DOCUMENTO FUENTE:
● ● ● ●

El comercio minorista vive desde hace décadas una transformación radical que pone en peligro su propia existencia. Primero fueron las grandes superficies, más tarde los supermercados, para llegar después a la polémica –efímera-- de los horarios y acabar en lo que aparece como la última amenaza acentuada por la lucha contra el coronavirus: la compra a distancia y la entrega a domicilio; el delivery.

Barcelona cuenta con una estupenda red de 39 mercados municipales de alimentación con capacidad para dar servicio a una buena parte de los ciudadanos. Sin embargo, su retroceso frente a otros formatos comerciales es clarísimo; solo hay que pasear por cualquiera de ellos para comprobar cómo se encadenan los cierres de tiendas, una imagen que recuerda el espectáculo de los bajos de la ciudad con las persianas bajadas.

En paralelo, las cadenas de supermercados no paran de crecer. Incluso se instalan en las cercanías de las plazas de abastos como si fueran una falsa oferta complementaria.

● ● ● ●

EXTRACTO DE DATOS:
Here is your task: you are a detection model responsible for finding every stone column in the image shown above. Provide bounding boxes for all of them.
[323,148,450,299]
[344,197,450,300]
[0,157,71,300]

● ● ● ●

CONJUNTO DE TAREAS:
(a) Según el texto sobre el comercio minorista, ¿cuántos mercados municipales de alimentación tiene Barcelona?
(b) Resume con menos palabras el párrafo del texto sobre el comercio minorista que empieza por "Barcelona cuenta con una estupenda red", sin perder sus datos principales.
(c) Escribe la continuación del texto sobre el comercio minorista a partir de su última frase.

RESPUESTAS:
(a) Barcelona tiene 39 mercados municipales de alimentación.

(b) Barcelona tiene 39 mercados municipales de alimentación capaces de atender a buena parte de la población. Aun así, pierden terreno claramente frente a otros formatos comerciales. En ellos se suceden los cierres de tiendas, como en los bajos de la ciudad con las persianas bajadas.

(c)
El consistorio de la ciudad, tan intervencionista en otros terrenos, en este es de un liberalismo sorprendente: concede licencias de obras y de actividad a grandes marcas sin freno. Y no me refiero a los acoplamientos de ambas fórmulas, al estilo de El Ninot o Sant Antoni, sino a competencia abierta y al 100%, a cara de perro, como va a ocurrir en Sagrada Familia a partir de diciembre.

Y, en un nuevo gesto contradictorio, el ayuntamiento se dispone a invertir casi tres millones de euros en una plataforma online que dé soporte a la oferta de las 2.000 tiendas que albergan los 39 mercados municipales para que los barceloneses puedan comprar sin moverse de casa. El proyecto, que se estrenará en primavera, parece atractivo.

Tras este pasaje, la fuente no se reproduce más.